▶ _Das Interview_
"ETF-Zulassung ist der Anfang einer größeren Entwicklung"
Im Interview: Jean-Marie Mognetti
"Der Anfang einer größeren Entwicklung"
Coinshares-CEO erwartet nach US-Zulassung für Spot-ETFs auf Bitcoin neue Fortschritte bei Krypto-Regulierung – Kaufoption für Fondsanbieter gezogen
Jean-Marie Mognetti glaubt daran, dass die neuen Spot-ETFs in den USA mittelfristig bedeutende institutionelle Mittel anziehen werden. Der Coinshares-CEO beobachtet schon jetzt einen zunehmend härteren Konkurrenzkampf zwischen den Vermögensverwaltern am globalen Digital-Assets-Markt – und will dabei selbst durch eine Übernahme in Amerika den Druck erhöhen.
Herr Mognetti, die US-Börsenaufsicht SEC hat Spot-ETFs auf Bitcoin nach einer jahrelangen Hängepartie die Freigabe erteilt. Was bedeutet das für den Markt?
Der Markt hat einen weiten Weg hinter sich gebracht, um zu diesem Moment zu gelangen. Viele Teilnehmer haben nicht daran geglaubt, dass es je zu einer US-Zulassung für Spot-ETFs auf Bitcoin kommen würde, nun ist sie endlich da. Selbst SEC-Chef Gary Gensler als bekannter Krypto-Kritiker hat für die Freigabe der neuen ETFs gestimmt. Das ist für Vermögensverwalter wie uns natürlich eine sehr positive Entwicklung. Wir haben unsere Produktsuite in Europa seit 2015 aufgebaut. In den USA haben wir lange keine Gelegenheit gesehen, eine Präsenz aufzubauen – das hat sich nun drastisch geändert.
Wie wollen Sie konkret davon profitieren? Mit Invesco, die in den USA einen Bitcoin-Spot-ETF aufgelegt hat, arbeiten sie ja schon in Europa für ein Blockchain-Aktien-Produkt zusammen.

▶ _Bereitgestellte Einträge_
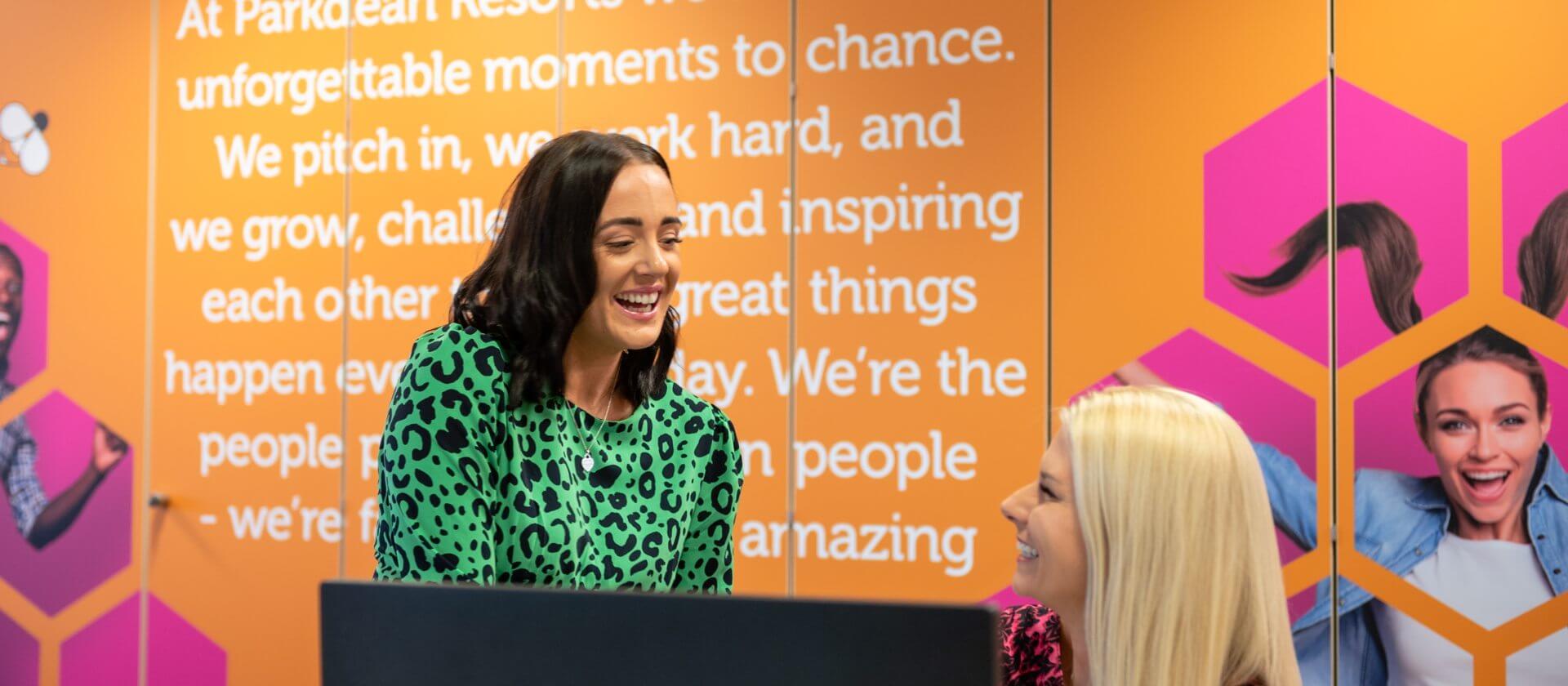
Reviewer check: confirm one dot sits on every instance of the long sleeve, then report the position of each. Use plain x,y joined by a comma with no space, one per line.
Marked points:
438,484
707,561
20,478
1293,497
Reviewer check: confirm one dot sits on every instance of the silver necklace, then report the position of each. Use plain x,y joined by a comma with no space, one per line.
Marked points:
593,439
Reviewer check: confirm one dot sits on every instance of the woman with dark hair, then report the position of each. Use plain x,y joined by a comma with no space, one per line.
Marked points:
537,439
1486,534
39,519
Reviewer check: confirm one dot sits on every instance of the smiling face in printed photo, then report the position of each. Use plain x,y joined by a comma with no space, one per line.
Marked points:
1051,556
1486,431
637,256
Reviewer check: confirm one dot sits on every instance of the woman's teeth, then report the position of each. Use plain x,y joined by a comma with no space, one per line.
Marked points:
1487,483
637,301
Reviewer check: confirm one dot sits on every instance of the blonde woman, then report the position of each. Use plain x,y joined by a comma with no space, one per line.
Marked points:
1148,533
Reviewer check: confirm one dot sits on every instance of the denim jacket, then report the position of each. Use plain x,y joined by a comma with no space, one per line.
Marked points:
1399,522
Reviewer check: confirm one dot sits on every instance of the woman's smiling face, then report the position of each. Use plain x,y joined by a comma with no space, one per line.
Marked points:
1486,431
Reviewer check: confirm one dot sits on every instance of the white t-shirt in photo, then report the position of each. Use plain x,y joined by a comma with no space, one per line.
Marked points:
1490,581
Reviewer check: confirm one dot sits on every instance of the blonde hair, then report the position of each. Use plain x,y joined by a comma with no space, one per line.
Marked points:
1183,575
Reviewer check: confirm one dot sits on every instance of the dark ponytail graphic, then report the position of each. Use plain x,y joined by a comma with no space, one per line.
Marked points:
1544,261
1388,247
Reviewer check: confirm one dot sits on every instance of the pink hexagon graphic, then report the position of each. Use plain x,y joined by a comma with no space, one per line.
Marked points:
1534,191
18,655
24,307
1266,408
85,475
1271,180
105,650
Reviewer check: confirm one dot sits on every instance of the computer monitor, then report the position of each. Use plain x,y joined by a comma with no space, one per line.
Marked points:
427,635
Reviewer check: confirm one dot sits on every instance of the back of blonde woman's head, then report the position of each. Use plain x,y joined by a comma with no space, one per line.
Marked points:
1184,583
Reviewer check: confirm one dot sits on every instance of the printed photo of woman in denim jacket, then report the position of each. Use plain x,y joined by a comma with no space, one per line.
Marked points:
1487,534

▶ _Aufgaben und Übungen_
[1] Warum betont Mognetti im Interview, dass sogar SEC-Chef Gary Gensler für die Freigabe der Spot-ETFs auf Bitcoin gestimmt hat? Antworte in einem bis drei Sätzen.
[2] Übernimm aus dem Interview wortgetreu den Abschnitt von „Coinshares-CEO erwartet nach“ bis „für den Markt?“.

▶ _Geordnete Ergebnisse_
[1] Gensler ist ein bekannter Krypto-Kritiker. Dass selbst er für die Freigabe gestimmt hat, hebt Mognetti deshalb eigens hervor.

[2]
Coinshares-CEO erwartet nach US-Zulassung für Spot-ETFs auf Bitcoin neue Fortschritte bei Krypto-Regulierung – Kaufoption für Fondsanbieter gezogen
Jean-Marie Mognetti glaubt daran, dass die neuen Spot-ETFs in den USA mittelfristig bedeutende institutionelle Mittel anziehen werden. Der Coinshares-CEO beobachtet schon jetzt einen zunehmend härteren Konkurrenzkampf zwischen den Vermögensverwaltern am globalen Digital-Assets-Markt – und will dabei selbst durch eine Übernahme in Amerika den Druck erhöhen.
Herr Mognetti, die US-Börsenaufsicht SEC hat Spot-ETFs auf Bitcoin nach einer jahrelangen Hängepartie die Freigabe erteilt. Was bedeutet das für den Markt?